* **TRECHO SELECIONADO**:
• • • •
Tom Courtenay e Charlotte Rampling em "45 Anos"
Amor entre idosos
sempre foi um tema não muito explorado tanto no cinema como em outras áreas. O assunto
sobre essa faixa etária tem sido enfocado, principalmente, no âmbito da saúde, da
qualidade de vida e em outras vertentes que estão surgindo porque houve um
processo de politização da situação da velhice.
Em 2012, Michael Haneke,
em “Amor” focalizou o drama de um casal idoso que se ama, mas cujo desfecho
dado pelo cineasta, polarizou-se numa controvérsia entre espectadores, alguns que
consideraram prova de amor a atitude tomada pelo marido em relação à esposa doente
e em fase terminal, e outros que refletiram esse momento como de extrema
crueldade.
“45 Anos” (45 Years,
2015) do diretor inglês Andrew Haigh, com base no ensaio “In Another Country”,
de David Constantine, capta um momento
da história de amor de um casal de idosos, justo no período dos preparativos da
comemoração desse tempo de vida de casados. Pauta em dois eixos com desdobramentos
diferenciados durante uma semana: os arranjos festivos para a celebração de
data tão importante, segundo Kate (Charlotte Rampling), e a descoberta, pelo
marido Geoff (Tom Courtenay), através de uma carta recebida da Suíça, de que o
corpo de sua ex-namorada havia disso encontrado intacto no fundo de um vale em
neve.
A pontuação do filme se
dá pelos dias da semana com a culminância da festa num sábado. Então, o roteiro
é desenvolvido nesse recorte temporal, de forma lenta, sem movimentos ousados, mostrando
a vida rotineira do casal, seus hábitos, suas emoções, sua sexualidade, tensões
e momentos de solidão, caráteres bem diferentes, mas já derivados para as
sínteses de vida que o passar dos anos tendeu a construir.
O processo em que é narrada
a rotina do casal com esses dois dramas se desenrolando paralelamente se acha
mais concentrado no que teve maior repercussão para os dois: o encontro do
corpo congelado da ex-namorada de Geoff.
Em princípio, a notícia
surpreende Kate. Leva em conta o tempo em que isso se deu e o desconhecimento
desse fato do passado do marido. E nessa perspectiva vai somando as novas
atitudes de Geoff que insistentemente comenta o fato, que busca na memória episódios
de seu envolvimento afetivo e descobre no sótão as lembranças que guardara da jovem.
Com isso se prepara para retornar aos Alpes para ver o corpo.
A narrativa vai
revelando as transformações observadas nos dois. Se Geoff está em consonância com
as descobertas e supõe-se na recomposição do afeto que sentia pela ex-namorada,
criando estratégias pouco usuais para contornar a nova fase em que se acha, Kate,
que aspira uma grande celebração com um planejamento já feito até da canção que
irão dançar, se sente constrangida a cada investida comentada pelo marido sobre
as novas notícias que recepciona. Ao ver que o marido escamoteia dela sua
pretensão de viajar para os Alpes, se mostra menos atenta ao programa festivo
das bodas. E busca a verdade sobre os passos dissimulados dele.
• • • •
* **DADOS SELECIONADOS**:
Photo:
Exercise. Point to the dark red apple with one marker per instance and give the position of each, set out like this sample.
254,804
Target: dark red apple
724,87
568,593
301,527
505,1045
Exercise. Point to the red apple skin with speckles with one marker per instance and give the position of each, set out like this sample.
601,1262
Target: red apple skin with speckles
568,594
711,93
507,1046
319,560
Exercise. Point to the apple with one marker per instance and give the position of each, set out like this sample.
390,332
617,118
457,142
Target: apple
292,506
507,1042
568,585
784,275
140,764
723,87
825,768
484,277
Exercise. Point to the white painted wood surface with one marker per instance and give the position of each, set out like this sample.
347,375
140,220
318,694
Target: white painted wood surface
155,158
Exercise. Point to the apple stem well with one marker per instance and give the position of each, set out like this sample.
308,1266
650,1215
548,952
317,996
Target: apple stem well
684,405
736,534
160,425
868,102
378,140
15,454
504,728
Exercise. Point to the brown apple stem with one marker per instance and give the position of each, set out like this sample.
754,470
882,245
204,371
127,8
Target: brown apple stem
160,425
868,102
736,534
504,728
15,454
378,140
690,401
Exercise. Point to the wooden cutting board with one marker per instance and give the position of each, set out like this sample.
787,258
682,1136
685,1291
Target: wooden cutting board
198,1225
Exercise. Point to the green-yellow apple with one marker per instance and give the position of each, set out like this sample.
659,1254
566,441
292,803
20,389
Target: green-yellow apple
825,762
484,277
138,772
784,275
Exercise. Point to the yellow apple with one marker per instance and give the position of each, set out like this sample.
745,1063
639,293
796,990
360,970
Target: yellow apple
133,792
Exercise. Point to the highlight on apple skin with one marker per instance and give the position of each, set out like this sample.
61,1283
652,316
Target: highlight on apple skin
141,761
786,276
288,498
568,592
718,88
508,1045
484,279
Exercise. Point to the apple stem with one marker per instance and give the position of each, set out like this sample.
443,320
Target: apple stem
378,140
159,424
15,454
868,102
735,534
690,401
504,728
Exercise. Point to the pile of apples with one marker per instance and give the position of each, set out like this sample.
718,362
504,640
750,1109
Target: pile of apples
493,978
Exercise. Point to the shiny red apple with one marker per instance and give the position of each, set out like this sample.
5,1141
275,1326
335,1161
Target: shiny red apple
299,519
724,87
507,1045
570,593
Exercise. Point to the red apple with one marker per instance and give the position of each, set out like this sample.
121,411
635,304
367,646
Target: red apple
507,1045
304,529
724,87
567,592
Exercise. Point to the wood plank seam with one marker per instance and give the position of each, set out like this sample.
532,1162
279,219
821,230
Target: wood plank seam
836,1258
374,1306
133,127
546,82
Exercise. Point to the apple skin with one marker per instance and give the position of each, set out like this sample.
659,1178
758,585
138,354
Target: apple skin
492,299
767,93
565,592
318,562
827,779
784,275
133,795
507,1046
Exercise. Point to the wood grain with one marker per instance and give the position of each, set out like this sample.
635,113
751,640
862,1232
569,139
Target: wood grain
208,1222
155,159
• • • •
* **O QUE SE PEDE**:
**a)** Segundo o trecho selecionado, em que obra literária se baseia o filme "45 Anos"?
**b)** Liste todas as pessoas reais mencionadas no trecho selecionado, sem incluir os personagens.
Responda com base apenas no trecho selecionado.

* **RESPOSTAS**:
**a)** No ensaio "In Another Country", de David Constantine.

**b)** Tom Courtenay, Charlotte Rampling, Michael Haneke, Andrew Haigh, David Constantine